- **Work order**
The exact lines of the listing, from its first through the line that contains "Target: herd of deer", are to make up the answer, and pictures are to be left out.

--*--

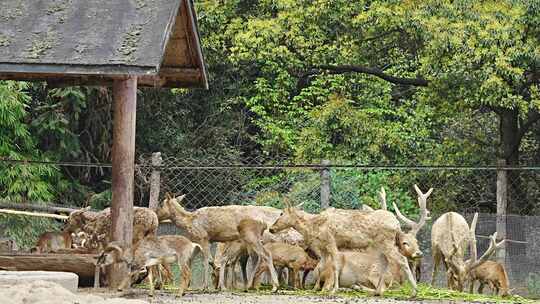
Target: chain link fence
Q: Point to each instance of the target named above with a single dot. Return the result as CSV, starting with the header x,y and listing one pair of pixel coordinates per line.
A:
x,y
208,181
215,182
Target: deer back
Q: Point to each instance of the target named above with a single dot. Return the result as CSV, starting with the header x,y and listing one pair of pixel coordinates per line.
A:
x,y
449,231
220,223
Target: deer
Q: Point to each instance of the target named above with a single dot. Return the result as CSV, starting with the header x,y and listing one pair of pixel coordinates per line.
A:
x,y
292,257
493,274
151,252
97,225
229,254
7,245
53,241
221,224
414,256
355,229
450,238
361,270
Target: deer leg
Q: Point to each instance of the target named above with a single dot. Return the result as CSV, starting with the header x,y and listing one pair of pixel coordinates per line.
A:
x,y
471,286
481,287
436,262
295,280
384,268
243,269
257,276
185,276
222,271
267,259
304,277
151,281
97,271
317,274
205,246
391,252
255,263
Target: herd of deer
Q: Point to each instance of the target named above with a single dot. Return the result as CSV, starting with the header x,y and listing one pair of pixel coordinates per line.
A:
x,y
360,249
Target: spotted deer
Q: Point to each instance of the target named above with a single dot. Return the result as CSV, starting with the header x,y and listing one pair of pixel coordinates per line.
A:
x,y
450,238
356,229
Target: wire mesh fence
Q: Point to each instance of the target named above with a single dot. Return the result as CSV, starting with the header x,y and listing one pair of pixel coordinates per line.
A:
x,y
208,181
463,189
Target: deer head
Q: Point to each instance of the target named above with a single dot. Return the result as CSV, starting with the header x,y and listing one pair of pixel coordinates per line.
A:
x,y
77,219
424,213
171,207
407,242
460,270
289,217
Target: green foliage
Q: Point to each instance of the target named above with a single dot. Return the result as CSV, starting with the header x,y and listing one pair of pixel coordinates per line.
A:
x,y
533,284
425,292
18,182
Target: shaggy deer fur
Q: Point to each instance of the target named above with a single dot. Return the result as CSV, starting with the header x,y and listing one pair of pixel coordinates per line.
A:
x,y
152,252
414,256
219,224
450,237
98,224
229,254
361,270
292,257
493,274
354,229
318,236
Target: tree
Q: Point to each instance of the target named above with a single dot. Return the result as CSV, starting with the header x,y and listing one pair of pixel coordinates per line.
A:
x,y
452,57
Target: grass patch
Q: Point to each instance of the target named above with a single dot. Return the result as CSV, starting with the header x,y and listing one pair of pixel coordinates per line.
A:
x,y
425,292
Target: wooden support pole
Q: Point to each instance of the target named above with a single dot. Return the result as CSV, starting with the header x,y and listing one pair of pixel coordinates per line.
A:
x,y
502,204
155,180
325,184
123,165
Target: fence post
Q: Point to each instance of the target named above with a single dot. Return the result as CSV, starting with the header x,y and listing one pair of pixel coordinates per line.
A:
x,y
325,184
155,180
502,203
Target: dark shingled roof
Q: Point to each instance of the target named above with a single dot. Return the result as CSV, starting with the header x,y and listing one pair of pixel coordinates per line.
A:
x,y
95,41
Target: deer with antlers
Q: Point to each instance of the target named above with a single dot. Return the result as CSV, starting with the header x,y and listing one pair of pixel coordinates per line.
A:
x,y
352,229
223,224
450,238
413,254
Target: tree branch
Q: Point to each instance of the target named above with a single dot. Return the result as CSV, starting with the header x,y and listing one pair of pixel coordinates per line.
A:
x,y
532,117
342,69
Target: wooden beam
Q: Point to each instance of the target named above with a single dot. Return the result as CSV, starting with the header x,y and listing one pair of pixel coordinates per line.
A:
x,y
81,264
35,206
123,165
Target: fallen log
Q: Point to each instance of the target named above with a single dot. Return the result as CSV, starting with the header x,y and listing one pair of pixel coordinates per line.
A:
x,y
81,264
35,207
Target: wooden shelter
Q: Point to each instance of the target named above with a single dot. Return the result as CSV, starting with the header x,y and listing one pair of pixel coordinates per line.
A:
x,y
120,43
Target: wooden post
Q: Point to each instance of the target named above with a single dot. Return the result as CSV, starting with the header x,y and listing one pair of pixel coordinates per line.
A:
x,y
155,180
502,203
325,184
123,165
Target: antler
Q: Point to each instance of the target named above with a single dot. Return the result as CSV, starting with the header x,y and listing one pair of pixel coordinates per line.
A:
x,y
424,213
382,195
472,232
493,245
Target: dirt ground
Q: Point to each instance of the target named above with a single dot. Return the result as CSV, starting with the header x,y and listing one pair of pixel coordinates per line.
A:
x,y
239,297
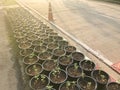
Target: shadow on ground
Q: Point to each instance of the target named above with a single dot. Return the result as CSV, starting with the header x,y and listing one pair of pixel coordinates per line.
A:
x,y
109,1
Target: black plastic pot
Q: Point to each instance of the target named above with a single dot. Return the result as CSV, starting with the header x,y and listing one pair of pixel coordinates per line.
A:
x,y
39,82
87,83
45,56
47,41
87,66
58,53
70,49
58,38
34,69
113,86
30,59
64,61
52,46
58,76
26,45
69,85
37,43
40,49
77,56
49,65
74,71
102,78
62,43
26,52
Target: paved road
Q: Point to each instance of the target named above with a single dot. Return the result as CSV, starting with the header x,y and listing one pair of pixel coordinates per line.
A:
x,y
95,24
8,80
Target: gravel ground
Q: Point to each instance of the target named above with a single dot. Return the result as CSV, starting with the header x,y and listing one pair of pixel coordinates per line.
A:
x,y
10,72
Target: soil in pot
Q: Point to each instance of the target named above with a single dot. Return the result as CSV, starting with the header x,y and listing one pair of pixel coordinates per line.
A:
x,y
64,61
58,52
22,40
53,34
49,65
52,46
102,78
26,52
74,71
30,59
40,49
69,85
45,56
62,44
34,69
39,82
57,76
37,43
49,87
113,86
58,38
77,56
87,66
70,49
25,45
87,83
47,41
32,37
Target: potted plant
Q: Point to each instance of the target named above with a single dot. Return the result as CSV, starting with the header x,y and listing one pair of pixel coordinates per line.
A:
x,y
32,37
45,56
57,76
77,56
26,52
64,61
58,52
58,38
34,69
24,45
52,46
40,49
49,65
22,40
37,42
62,43
70,49
53,34
87,66
87,83
30,59
74,71
49,87
39,82
69,85
101,77
113,86
47,41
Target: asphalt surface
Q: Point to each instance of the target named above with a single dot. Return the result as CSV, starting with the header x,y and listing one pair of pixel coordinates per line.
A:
x,y
8,79
96,24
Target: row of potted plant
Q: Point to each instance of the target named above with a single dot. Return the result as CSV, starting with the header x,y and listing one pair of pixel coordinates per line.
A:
x,y
51,61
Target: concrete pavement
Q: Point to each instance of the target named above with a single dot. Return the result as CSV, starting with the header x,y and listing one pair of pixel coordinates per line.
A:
x,y
8,80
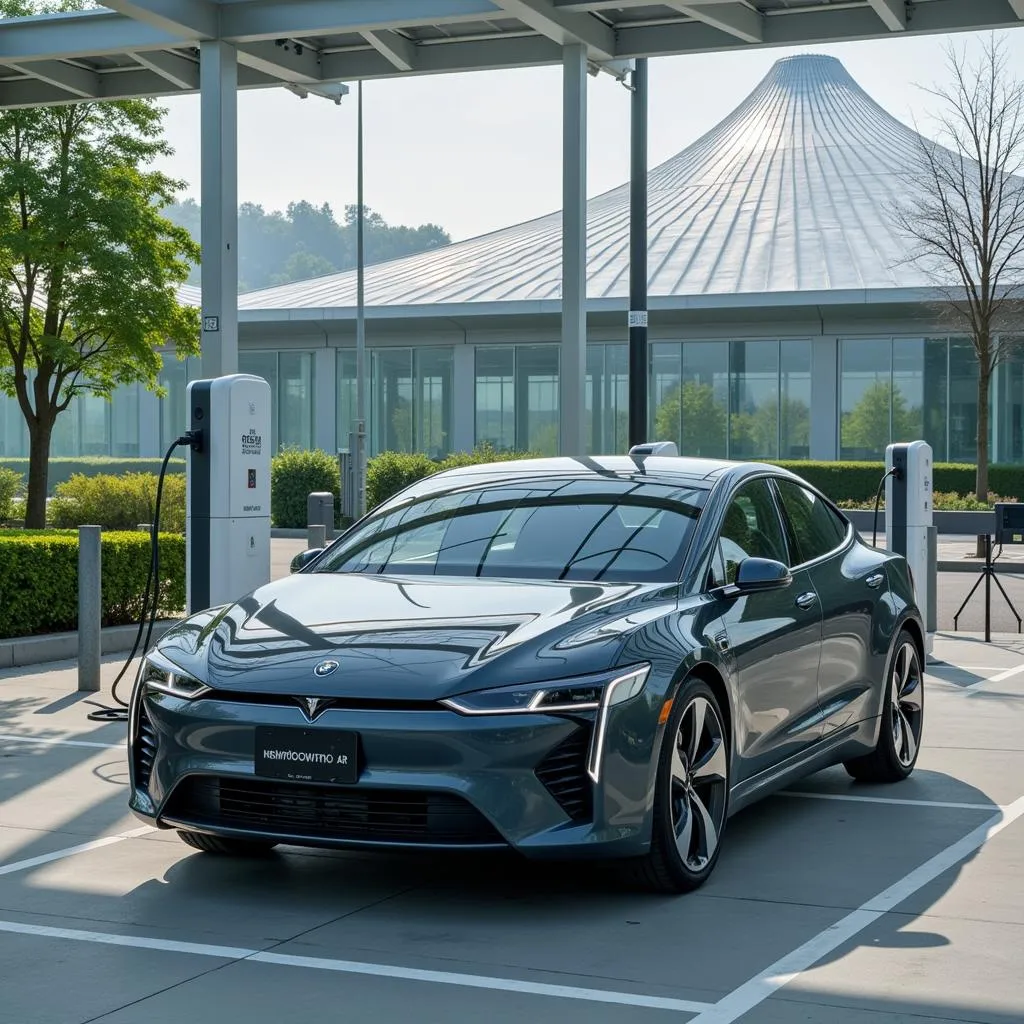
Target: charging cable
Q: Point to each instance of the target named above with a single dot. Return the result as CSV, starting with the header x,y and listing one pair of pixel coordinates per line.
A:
x,y
151,596
878,502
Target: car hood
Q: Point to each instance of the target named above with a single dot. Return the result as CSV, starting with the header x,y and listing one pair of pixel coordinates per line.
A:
x,y
411,638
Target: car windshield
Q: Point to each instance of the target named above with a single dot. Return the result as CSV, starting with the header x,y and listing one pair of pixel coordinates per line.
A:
x,y
612,529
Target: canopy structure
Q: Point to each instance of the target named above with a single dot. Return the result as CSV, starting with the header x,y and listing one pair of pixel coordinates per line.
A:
x,y
792,193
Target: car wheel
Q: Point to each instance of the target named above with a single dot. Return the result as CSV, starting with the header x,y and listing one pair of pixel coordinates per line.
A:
x,y
691,794
225,847
902,719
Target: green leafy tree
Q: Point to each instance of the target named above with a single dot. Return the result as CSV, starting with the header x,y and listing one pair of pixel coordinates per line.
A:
x,y
694,419
866,425
90,266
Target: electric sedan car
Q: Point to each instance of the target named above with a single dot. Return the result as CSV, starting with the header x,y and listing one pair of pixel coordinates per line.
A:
x,y
569,657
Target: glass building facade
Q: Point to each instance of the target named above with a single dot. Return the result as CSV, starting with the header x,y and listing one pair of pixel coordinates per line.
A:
x,y
748,398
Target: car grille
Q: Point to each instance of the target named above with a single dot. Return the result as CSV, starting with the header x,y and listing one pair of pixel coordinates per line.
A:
x,y
331,812
145,749
563,773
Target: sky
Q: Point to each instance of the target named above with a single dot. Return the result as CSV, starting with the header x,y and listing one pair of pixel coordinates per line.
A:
x,y
476,152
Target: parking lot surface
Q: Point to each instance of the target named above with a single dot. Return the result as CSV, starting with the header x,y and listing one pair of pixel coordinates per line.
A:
x,y
836,902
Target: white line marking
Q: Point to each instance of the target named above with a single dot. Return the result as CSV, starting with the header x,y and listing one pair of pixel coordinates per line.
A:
x,y
15,738
948,805
354,967
759,988
96,844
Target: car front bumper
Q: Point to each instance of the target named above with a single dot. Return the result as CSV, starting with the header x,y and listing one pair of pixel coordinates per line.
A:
x,y
428,778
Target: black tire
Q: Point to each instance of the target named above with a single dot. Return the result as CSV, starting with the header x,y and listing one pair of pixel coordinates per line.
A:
x,y
902,718
225,847
705,779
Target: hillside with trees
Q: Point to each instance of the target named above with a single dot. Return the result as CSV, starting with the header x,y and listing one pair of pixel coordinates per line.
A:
x,y
307,241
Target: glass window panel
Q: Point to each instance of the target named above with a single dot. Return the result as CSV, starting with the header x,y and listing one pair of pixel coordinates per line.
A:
x,y
295,396
963,400
537,398
607,398
434,384
173,415
704,399
795,399
754,399
345,371
392,400
865,397
124,422
261,364
666,409
496,397
935,395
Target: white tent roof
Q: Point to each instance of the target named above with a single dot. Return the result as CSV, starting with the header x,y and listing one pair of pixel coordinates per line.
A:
x,y
791,193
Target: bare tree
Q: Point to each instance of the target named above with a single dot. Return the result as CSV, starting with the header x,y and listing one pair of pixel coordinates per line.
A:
x,y
964,210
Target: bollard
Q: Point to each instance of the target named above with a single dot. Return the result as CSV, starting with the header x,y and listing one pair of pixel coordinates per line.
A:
x,y
89,606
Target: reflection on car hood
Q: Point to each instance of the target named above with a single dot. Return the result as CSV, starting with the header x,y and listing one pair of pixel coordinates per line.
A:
x,y
411,638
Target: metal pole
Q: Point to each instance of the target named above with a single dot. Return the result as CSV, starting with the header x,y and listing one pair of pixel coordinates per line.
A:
x,y
90,606
360,331
638,256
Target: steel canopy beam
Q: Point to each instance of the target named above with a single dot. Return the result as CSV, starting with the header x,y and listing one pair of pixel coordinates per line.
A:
x,y
892,12
396,48
735,18
564,28
188,18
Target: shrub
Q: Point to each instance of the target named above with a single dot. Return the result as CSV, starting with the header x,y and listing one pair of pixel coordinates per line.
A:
x,y
60,470
295,474
10,484
390,472
119,502
39,579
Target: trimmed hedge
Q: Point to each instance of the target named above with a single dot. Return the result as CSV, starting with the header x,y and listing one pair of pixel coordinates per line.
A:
x,y
858,481
10,484
39,580
64,469
119,502
295,474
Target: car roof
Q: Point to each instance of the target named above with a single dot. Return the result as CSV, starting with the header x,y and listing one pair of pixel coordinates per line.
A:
x,y
675,470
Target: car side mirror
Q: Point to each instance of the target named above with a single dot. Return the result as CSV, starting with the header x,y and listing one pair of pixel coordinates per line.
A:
x,y
757,574
303,558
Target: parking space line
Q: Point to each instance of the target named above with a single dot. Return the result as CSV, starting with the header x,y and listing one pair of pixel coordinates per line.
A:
x,y
354,967
71,851
944,804
759,988
14,737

--*--

- **Reply to the task**
Target: chain link fence
Q: Point to each instance of the target named above with a single dot. Return the result as CSV, starting with the header x,y and listing one pair of pixel coordinates per line.
A:
x,y
208,181
215,182
Target: deer back
Q: Point to each instance of the target named above with a single dot. Return the result as CSV, starting with the header x,y and listing one pair of pixel coordinates per line.
A:
x,y
449,231
220,223
Target: deer
Q: Point to each instance of the target named above with a single dot. Return the result as CSV, starting with the header x,y and listing one pair of pixel coordinates per line.
A:
x,y
292,257
493,274
151,252
97,225
229,254
7,245
53,241
221,224
414,256
355,229
450,238
361,270
Target: deer leg
Q: Point to each instance of the target named above with a single dot. Return the result as CSV, starting with the header x,y and listing one pair of pixel coordinates per line.
A:
x,y
471,286
481,287
436,262
295,280
384,268
243,269
257,276
185,276
222,271
267,259
304,277
151,281
97,271
317,274
205,246
391,252
255,263
Target: herd of deer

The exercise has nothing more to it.